Entries taken from a collection:
....

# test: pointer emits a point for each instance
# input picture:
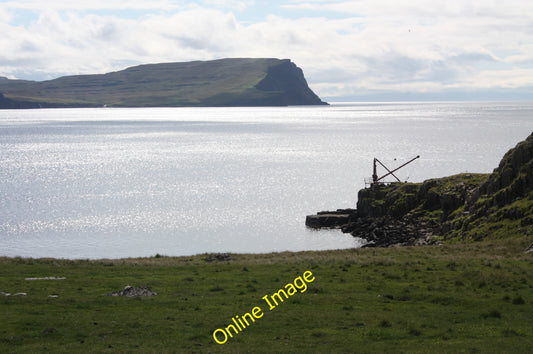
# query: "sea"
(139, 182)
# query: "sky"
(361, 50)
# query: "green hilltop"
(224, 82)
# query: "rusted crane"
(376, 179)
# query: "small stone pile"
(130, 291)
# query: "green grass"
(474, 297)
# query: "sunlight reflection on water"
(96, 183)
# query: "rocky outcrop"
(463, 207)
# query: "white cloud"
(392, 45)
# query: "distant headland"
(216, 83)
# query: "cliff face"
(225, 82)
(460, 207)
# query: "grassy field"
(471, 298)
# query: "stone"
(130, 291)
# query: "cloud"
(344, 47)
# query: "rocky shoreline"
(464, 207)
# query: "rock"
(326, 220)
(219, 257)
(49, 330)
(458, 207)
(130, 291)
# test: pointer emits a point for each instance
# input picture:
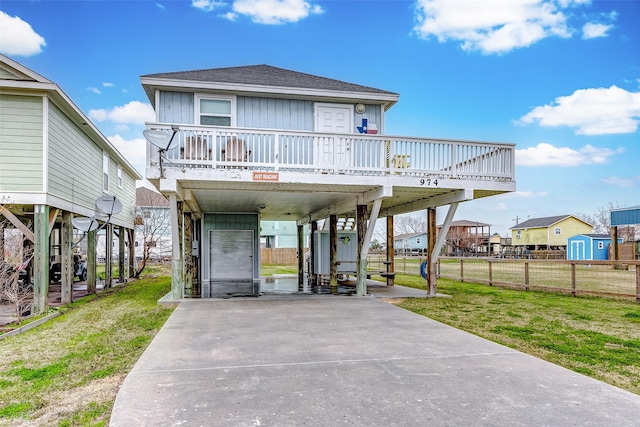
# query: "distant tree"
(153, 223)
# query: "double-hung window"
(215, 111)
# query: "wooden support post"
(390, 252)
(40, 258)
(177, 279)
(1, 242)
(188, 255)
(108, 257)
(122, 275)
(361, 226)
(131, 240)
(638, 283)
(313, 277)
(300, 230)
(490, 273)
(91, 262)
(333, 253)
(66, 261)
(431, 244)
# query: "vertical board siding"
(21, 151)
(177, 107)
(274, 113)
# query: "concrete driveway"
(345, 360)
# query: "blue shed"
(589, 247)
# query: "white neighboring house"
(153, 225)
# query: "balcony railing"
(328, 153)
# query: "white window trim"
(106, 162)
(119, 179)
(200, 96)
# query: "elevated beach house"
(54, 166)
(232, 146)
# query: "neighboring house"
(153, 225)
(589, 247)
(467, 238)
(549, 232)
(410, 242)
(233, 146)
(54, 164)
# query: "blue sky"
(559, 78)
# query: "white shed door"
(231, 263)
(333, 118)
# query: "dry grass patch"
(598, 337)
(67, 372)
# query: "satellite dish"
(85, 224)
(109, 205)
(160, 138)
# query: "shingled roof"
(266, 75)
(540, 222)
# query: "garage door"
(231, 263)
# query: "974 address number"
(429, 182)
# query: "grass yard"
(598, 337)
(67, 372)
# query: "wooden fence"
(607, 278)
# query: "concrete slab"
(329, 360)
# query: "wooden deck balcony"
(222, 148)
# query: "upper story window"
(105, 172)
(215, 111)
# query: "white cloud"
(622, 182)
(493, 26)
(592, 30)
(135, 112)
(207, 5)
(134, 150)
(18, 38)
(275, 11)
(598, 111)
(545, 154)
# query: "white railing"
(317, 152)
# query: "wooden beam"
(333, 253)
(17, 223)
(300, 229)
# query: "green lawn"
(598, 337)
(67, 372)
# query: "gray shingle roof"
(266, 75)
(540, 222)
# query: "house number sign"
(429, 182)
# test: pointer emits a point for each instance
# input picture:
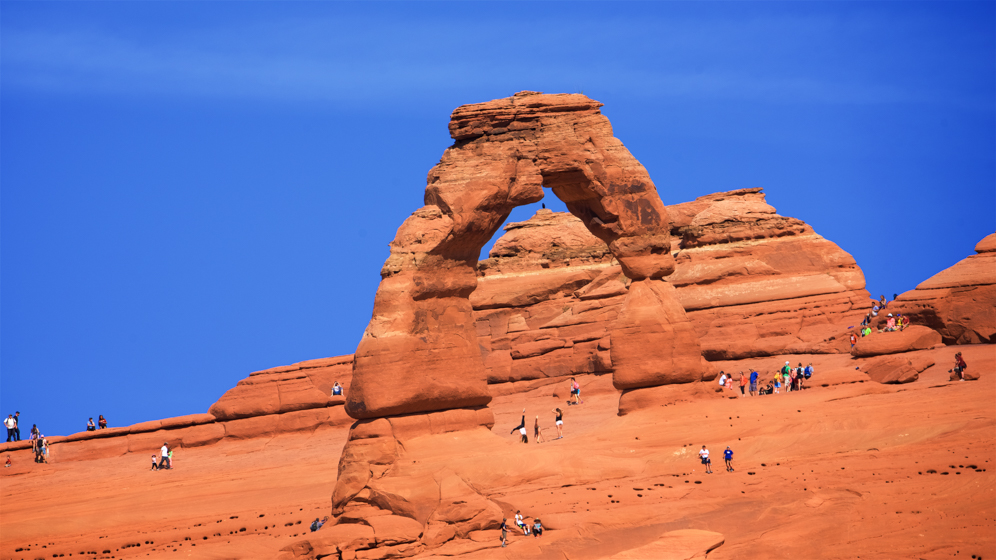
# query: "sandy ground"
(850, 470)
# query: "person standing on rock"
(960, 366)
(536, 433)
(575, 392)
(521, 428)
(9, 423)
(704, 456)
(164, 462)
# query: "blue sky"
(192, 191)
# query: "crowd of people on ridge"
(787, 377)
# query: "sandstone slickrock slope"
(419, 370)
(958, 302)
(753, 283)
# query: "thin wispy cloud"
(352, 60)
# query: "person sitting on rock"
(522, 428)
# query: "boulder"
(915, 337)
(958, 302)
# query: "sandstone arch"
(419, 352)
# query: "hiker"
(575, 392)
(522, 428)
(890, 323)
(35, 434)
(164, 458)
(704, 456)
(521, 524)
(960, 366)
(536, 433)
(560, 422)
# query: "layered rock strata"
(423, 335)
(419, 370)
(958, 302)
(753, 283)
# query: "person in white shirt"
(164, 462)
(704, 456)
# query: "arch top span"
(419, 352)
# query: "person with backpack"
(521, 428)
(960, 366)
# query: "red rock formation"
(754, 284)
(422, 336)
(418, 369)
(915, 337)
(958, 302)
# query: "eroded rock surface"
(423, 334)
(958, 302)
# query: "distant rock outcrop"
(958, 302)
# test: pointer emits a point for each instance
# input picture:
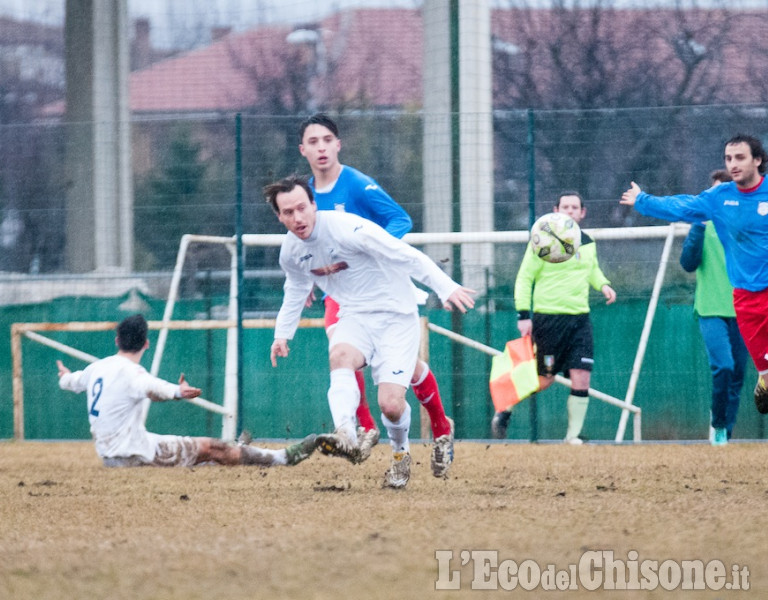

....

Print the data above exactly; drop every picture.

== The completed task ==
# test: pointer emits a point for each instance
# input picture:
# query: "sea"
(139, 182)
# query: "sky"
(361, 50)
# query: "green hilltop"
(224, 82)
# query: "rusted crane"
(376, 179)
# query: "small stone pile"
(130, 291)
# query: "green grass"
(474, 297)
# query: "sunlight reflection on water"
(96, 183)
# query: "rocky outcrop"
(463, 207)
# query: "white cloud"
(392, 45)
# query: "distant headland"
(216, 83)
# query: "cliff face"
(225, 82)
(460, 207)
# query: "grassy field"
(471, 298)
# query: "stone"
(130, 291)
# query: "cloud"
(344, 47)
# query: "rocky shoreline"
(464, 207)
# query: "rock"
(326, 220)
(219, 257)
(49, 330)
(458, 207)
(130, 291)
# test: pointer emits a point for each instance
# input picture:
# query: "distant tree"
(153, 223)
# query: "double-hung window"
(215, 111)
# query: "wooden support post"
(390, 252)
(40, 258)
(177, 279)
(1, 242)
(188, 255)
(108, 257)
(122, 275)
(361, 226)
(131, 240)
(638, 283)
(313, 277)
(300, 230)
(490, 273)
(91, 262)
(333, 253)
(66, 261)
(431, 244)
# query: "vertical board siding"
(21, 151)
(177, 107)
(274, 113)
# query: "concrete driveway"
(345, 360)
# query: "blue shed"
(589, 247)
# query: "white neighboring house"
(153, 225)
# query: "balcony railing"
(328, 153)
# query: "white window trim"
(106, 162)
(119, 179)
(200, 96)
# query: "elevated beach house"
(54, 166)
(232, 146)
# query: "neighboring house"
(153, 225)
(589, 247)
(467, 238)
(549, 232)
(410, 242)
(233, 146)
(54, 164)
# query: "blue sky"
(559, 78)
# query: "white shed door"
(231, 263)
(333, 118)
# query: "dry grass patch"
(598, 337)
(67, 372)
# query: "satellite dish"
(85, 224)
(109, 205)
(160, 138)
# query: "shingled roof"
(266, 75)
(540, 222)
# query: "garage door"
(231, 263)
# query: "974 address number"
(429, 182)
# query: "grass yard"
(598, 337)
(67, 372)
# query: "wooden fence"
(607, 278)
# query: "concrete slab"
(329, 360)
# query: "wooden deck balcony"
(222, 148)
# query: "upper story window"
(105, 172)
(215, 111)
# query: "white cloud"
(622, 182)
(493, 26)
(592, 30)
(135, 112)
(207, 5)
(134, 150)
(18, 38)
(275, 11)
(598, 111)
(545, 154)
# query: "white railing"
(317, 152)
# query: "wooden beam"
(333, 253)
(17, 223)
(300, 229)
# query: "green lawn"
(598, 337)
(67, 372)
# query: "gray shingle roof"
(266, 75)
(540, 222)
# query: "house number sign"
(429, 182)
# test: pointer emits a point for each instance
# input picture:
# query: "sandy ground"
(850, 470)
# query: "person standing on rock"
(960, 366)
(536, 433)
(575, 392)
(521, 428)
(9, 423)
(704, 456)
(164, 462)
# query: "blue sky"
(192, 191)
# query: "crowd of people on ridge"
(787, 377)
# query: "sandstone slickrock slope"
(419, 370)
(958, 302)
(753, 283)
# query: "thin wispy cloud"
(352, 60)
# query: "person sitting on rock"
(522, 428)
# query: "boulder"
(915, 337)
(958, 302)
# query: "sandstone arch"
(419, 352)
# query: "hiker"
(575, 392)
(522, 428)
(890, 323)
(35, 434)
(164, 458)
(704, 456)
(521, 524)
(960, 366)
(536, 433)
(560, 422)
# query: "layered rock strata"
(423, 335)
(419, 370)
(958, 302)
(753, 283)
# query: "person in white shirt"
(164, 462)
(704, 456)
# query: "arch top span"
(419, 352)
# query: "person with backpack"
(521, 428)
(960, 366)
# query: "red rock formation"
(754, 284)
(422, 336)
(418, 369)
(915, 337)
(958, 302)
# query: "eroded rock surface"
(423, 334)
(958, 302)
# query: "distant rock outcrop"
(958, 302)
# test: pointer emits a point for each instance
# input picture:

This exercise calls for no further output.